**Work required**
Swap "front fork" for "front wheel" in the lines of the rows from the line with "of the front" up to and including the line with "170L68 172L68 174L66", and give back only those lines with everything else unchanged. Leave the pictures out of your answer.

**Labeled shape records**
────────

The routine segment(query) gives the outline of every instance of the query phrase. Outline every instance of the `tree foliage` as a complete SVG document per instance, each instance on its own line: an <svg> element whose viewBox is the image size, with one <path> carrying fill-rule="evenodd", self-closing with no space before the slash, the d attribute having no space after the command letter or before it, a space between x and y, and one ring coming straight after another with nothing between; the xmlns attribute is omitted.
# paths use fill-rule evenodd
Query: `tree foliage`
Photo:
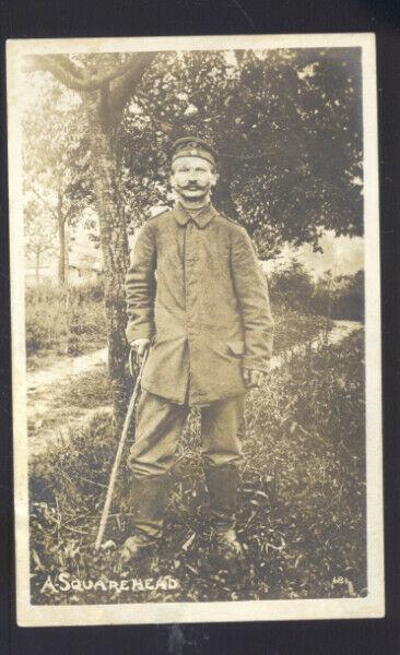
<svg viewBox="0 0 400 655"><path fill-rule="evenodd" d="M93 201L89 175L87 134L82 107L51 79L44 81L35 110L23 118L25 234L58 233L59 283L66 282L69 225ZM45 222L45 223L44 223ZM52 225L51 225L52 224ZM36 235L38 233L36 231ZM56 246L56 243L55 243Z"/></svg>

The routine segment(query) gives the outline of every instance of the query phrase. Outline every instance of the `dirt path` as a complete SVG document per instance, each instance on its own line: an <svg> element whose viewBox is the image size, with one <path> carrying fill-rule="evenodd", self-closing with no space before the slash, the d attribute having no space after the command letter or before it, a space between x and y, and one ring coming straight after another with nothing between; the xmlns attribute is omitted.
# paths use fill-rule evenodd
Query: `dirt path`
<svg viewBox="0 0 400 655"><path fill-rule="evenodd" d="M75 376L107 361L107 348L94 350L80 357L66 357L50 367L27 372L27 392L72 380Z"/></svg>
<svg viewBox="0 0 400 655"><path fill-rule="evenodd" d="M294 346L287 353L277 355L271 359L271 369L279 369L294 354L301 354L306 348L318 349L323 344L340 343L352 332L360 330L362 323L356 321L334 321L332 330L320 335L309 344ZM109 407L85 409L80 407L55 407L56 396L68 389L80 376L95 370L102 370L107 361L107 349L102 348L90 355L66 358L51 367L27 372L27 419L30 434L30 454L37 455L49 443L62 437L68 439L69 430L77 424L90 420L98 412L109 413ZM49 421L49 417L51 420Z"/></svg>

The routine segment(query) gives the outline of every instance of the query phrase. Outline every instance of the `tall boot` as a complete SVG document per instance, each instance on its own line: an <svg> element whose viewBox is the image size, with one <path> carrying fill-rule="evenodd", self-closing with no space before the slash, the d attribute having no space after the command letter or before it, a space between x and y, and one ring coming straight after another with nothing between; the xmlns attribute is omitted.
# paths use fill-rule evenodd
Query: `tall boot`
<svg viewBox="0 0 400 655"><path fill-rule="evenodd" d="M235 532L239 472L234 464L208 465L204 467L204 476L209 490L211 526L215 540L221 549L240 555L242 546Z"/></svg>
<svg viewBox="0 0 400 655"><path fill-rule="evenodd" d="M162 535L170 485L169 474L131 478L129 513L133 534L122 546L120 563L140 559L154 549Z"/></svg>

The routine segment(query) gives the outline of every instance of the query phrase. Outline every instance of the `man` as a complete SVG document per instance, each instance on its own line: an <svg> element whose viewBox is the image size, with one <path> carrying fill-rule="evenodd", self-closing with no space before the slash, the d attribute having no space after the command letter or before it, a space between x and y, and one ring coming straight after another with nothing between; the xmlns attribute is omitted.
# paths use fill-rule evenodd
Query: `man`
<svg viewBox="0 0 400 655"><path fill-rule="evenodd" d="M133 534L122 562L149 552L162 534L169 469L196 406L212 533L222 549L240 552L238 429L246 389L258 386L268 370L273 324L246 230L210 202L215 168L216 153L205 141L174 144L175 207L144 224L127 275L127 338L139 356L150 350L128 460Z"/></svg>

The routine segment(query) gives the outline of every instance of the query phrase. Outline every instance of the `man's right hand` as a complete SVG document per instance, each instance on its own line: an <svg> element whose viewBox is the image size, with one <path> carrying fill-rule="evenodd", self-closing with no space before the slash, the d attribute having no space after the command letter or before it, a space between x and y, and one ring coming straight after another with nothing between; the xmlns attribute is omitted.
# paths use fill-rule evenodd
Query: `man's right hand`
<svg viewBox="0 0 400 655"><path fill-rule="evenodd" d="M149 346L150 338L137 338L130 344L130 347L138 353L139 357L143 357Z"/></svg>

────────

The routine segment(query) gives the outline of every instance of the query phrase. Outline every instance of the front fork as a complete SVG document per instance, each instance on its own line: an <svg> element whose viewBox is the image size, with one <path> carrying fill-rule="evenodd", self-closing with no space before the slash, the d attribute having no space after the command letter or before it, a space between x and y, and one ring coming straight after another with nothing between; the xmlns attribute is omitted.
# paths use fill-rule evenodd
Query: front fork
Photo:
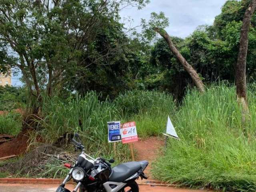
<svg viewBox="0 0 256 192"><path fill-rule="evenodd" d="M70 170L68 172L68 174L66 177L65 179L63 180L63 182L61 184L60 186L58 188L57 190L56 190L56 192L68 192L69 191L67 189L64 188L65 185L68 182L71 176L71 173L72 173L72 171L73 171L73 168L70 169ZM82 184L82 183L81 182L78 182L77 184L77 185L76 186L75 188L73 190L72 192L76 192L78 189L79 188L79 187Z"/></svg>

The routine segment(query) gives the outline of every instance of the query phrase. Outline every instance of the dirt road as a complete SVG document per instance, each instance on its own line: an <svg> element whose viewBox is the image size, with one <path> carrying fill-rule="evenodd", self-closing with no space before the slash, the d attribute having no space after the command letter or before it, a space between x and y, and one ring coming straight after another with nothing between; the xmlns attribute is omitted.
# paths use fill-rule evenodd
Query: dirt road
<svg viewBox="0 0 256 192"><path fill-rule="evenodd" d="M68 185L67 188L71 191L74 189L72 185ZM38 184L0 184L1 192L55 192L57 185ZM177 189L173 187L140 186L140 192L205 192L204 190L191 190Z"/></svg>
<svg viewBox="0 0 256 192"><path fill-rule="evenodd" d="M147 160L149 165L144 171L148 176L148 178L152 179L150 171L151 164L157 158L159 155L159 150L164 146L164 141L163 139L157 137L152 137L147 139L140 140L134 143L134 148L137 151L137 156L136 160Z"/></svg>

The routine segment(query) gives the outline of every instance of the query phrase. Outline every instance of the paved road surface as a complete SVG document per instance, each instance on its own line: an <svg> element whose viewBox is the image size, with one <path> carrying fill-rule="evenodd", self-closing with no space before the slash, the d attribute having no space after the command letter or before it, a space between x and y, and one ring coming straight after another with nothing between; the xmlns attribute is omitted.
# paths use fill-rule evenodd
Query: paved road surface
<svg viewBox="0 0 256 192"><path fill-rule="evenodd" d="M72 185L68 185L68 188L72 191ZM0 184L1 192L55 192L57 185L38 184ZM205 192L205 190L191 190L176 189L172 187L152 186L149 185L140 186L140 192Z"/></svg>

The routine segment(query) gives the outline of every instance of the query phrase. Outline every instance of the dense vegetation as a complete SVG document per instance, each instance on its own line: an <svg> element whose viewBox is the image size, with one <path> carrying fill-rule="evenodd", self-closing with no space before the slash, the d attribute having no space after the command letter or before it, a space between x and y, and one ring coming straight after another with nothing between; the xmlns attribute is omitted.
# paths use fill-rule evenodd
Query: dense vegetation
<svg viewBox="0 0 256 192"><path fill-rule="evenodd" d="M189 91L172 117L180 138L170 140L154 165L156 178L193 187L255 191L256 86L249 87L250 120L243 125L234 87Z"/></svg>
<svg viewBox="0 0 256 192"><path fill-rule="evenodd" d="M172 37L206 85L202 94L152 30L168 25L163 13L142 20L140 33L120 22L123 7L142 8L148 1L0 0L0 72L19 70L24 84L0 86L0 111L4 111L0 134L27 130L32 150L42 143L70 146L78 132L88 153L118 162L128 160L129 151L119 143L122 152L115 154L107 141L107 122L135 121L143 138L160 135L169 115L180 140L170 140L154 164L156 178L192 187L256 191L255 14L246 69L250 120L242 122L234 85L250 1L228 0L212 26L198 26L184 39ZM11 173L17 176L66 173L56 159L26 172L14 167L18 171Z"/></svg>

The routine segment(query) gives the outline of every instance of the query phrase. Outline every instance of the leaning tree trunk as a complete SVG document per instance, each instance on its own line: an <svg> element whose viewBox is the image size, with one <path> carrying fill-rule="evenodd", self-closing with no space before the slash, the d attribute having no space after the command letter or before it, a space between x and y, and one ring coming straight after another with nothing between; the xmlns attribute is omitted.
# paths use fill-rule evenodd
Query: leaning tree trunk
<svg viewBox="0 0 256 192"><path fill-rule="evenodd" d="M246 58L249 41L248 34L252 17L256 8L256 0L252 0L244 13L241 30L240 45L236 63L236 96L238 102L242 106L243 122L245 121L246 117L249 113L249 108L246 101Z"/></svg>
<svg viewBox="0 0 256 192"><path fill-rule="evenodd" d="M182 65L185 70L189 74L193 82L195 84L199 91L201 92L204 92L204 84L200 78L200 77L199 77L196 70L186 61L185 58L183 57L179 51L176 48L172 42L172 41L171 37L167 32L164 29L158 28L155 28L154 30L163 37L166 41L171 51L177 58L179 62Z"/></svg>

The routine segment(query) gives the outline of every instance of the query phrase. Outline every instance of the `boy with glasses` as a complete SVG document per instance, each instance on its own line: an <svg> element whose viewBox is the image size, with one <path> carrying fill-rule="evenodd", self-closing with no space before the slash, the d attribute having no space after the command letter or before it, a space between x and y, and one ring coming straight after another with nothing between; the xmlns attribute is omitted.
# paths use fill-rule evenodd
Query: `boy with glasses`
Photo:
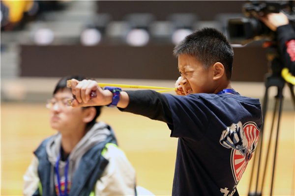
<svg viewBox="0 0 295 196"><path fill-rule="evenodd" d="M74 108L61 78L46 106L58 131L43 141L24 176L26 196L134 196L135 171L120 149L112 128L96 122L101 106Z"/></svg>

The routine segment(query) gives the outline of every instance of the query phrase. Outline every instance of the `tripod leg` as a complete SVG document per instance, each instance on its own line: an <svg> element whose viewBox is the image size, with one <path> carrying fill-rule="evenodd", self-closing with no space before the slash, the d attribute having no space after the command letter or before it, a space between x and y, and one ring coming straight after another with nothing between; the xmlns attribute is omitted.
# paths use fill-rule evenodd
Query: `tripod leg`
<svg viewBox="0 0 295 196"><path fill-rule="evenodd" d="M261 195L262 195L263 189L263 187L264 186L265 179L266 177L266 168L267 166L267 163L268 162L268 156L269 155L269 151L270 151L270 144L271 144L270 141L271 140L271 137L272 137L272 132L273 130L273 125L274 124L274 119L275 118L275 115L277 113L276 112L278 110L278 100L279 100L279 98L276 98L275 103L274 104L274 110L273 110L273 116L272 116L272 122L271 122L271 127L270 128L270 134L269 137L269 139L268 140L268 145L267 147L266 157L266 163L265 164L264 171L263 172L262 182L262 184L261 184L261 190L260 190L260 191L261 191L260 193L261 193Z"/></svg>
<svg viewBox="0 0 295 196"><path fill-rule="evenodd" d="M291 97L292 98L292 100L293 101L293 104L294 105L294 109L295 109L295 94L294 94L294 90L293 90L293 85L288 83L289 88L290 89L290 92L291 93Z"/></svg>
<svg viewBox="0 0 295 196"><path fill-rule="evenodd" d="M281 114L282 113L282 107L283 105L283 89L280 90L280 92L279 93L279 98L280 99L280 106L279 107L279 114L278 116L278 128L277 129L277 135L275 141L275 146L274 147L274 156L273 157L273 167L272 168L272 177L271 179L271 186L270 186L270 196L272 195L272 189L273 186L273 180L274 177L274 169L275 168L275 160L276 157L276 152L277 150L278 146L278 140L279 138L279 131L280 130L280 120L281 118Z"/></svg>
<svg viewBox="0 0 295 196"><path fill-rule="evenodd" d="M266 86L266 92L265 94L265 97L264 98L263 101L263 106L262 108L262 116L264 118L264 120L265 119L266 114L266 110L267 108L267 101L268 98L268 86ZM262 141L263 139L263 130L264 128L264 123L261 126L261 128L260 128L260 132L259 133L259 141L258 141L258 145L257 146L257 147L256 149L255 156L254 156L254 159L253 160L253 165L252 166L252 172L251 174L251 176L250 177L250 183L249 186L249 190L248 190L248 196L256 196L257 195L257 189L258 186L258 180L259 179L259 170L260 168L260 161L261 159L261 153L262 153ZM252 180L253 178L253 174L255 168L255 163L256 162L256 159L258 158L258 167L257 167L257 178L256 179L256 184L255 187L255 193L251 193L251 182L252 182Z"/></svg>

────────

**The completed task**
The routine segment(query) gives the outline of every instance of the query phrase. Outline every instance of the front wheel as a complete SVG document per instance, each instance on its own line: an <svg> element whose viewBox is the image size, with one <path> carrying fill-rule="evenodd", self-closing with no space before the slash, the d attribute having no space after the command letter or before it, a space between x and y, and one ring coming straight after another with nothing between; the xmlns attribute is omitted.
# paths use fill-rule evenodd
Query: front wheel
Photo:
<svg viewBox="0 0 256 192"><path fill-rule="evenodd" d="M70 170L68 172L68 174L66 177L65 179L63 180L63 182L61 184L60 186L58 188L57 190L56 190L56 192L68 192L69 191L67 189L64 188L65 185L68 182L71 176L71 173L72 173L72 171L73 171L73 168L70 169ZM82 184L82 183L81 182L78 182L77 184L77 185L76 186L75 188L73 190L72 192L76 192L78 189L79 188L79 187Z"/></svg>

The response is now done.